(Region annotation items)
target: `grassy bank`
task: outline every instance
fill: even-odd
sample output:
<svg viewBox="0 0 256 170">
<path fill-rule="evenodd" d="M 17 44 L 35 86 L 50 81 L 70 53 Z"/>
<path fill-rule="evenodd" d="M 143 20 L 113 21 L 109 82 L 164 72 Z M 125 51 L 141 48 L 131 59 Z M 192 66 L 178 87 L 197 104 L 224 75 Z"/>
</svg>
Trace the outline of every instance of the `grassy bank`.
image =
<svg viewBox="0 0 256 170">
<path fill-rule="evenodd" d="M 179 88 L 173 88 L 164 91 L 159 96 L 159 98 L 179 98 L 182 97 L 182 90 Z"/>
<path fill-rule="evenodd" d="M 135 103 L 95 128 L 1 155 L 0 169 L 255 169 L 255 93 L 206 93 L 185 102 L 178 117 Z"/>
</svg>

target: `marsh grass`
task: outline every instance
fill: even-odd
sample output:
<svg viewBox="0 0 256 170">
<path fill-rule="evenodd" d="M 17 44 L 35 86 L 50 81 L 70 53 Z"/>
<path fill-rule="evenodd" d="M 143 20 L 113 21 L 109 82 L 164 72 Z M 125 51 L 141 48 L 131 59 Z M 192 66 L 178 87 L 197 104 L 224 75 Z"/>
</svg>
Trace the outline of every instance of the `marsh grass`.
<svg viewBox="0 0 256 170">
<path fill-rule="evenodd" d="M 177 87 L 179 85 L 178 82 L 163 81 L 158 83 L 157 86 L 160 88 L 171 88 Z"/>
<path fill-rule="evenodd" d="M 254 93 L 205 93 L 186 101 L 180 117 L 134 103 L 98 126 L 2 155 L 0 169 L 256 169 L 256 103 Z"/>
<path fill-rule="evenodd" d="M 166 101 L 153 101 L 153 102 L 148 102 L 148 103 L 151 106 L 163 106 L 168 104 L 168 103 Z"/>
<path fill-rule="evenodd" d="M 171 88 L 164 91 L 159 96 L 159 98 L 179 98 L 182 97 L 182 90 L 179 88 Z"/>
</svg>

> Required work: Without leaving anything out, quote all the data.

> Final result:
target: `grassy bank`
task: outline every instance
fill: even-odd
sample output:
<svg viewBox="0 0 256 170">
<path fill-rule="evenodd" d="M 17 44 L 35 86 L 50 81 L 70 53 Z"/>
<path fill-rule="evenodd" d="M 143 20 L 113 21 L 109 82 L 164 72 Z M 125 51 L 141 48 L 131 59 Z M 192 66 L 178 87 L 197 104 L 224 75 Z"/>
</svg>
Trace the outline of every instance of the `grassy bank`.
image =
<svg viewBox="0 0 256 170">
<path fill-rule="evenodd" d="M 179 88 L 173 88 L 164 91 L 159 96 L 159 98 L 179 98 L 182 97 L 182 90 Z"/>
<path fill-rule="evenodd" d="M 135 103 L 95 128 L 1 155 L 0 169 L 255 169 L 255 93 L 206 93 L 185 102 L 178 117 Z"/>
</svg>

target: `marsh grass`
task: outline every instance
fill: even-odd
sample output:
<svg viewBox="0 0 256 170">
<path fill-rule="evenodd" d="M 17 44 L 35 86 L 50 81 L 70 53 Z"/>
<path fill-rule="evenodd" d="M 143 20 L 113 21 L 109 82 L 164 72 Z M 125 51 L 141 48 L 131 59 Z M 192 66 L 178 87 L 197 104 L 224 75 Z"/>
</svg>
Trace the outline of every instance of the `marsh grass`.
<svg viewBox="0 0 256 170">
<path fill-rule="evenodd" d="M 177 87 L 179 85 L 178 82 L 163 81 L 158 83 L 157 86 L 160 88 L 171 88 Z"/>
<path fill-rule="evenodd" d="M 254 93 L 205 93 L 186 101 L 180 117 L 134 103 L 98 126 L 2 155 L 0 169 L 256 169 L 256 103 Z"/>
<path fill-rule="evenodd" d="M 166 101 L 153 101 L 153 102 L 148 102 L 148 103 L 151 106 L 163 106 L 168 104 L 168 103 Z"/>
<path fill-rule="evenodd" d="M 171 88 L 164 91 L 159 96 L 159 98 L 179 98 L 182 97 L 182 90 L 179 88 Z"/>
</svg>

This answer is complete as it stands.